▶ Objectif
Extrayez toutes les lignes des entrées qui suivent et reproduisez-les sans la moindre modification.

Entrées enregistrées

'''

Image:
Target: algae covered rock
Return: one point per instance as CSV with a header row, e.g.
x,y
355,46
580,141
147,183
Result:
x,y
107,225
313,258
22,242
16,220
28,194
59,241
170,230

'''

▶ Réponse rédigée
Image:
Target: algae covered rock
Return: one point per instance as CSV with a header row, e.g.
x,y
355,46
580,141
147,183
Result:
x,y
107,225
313,258
22,242
16,220
28,194
59,241
170,230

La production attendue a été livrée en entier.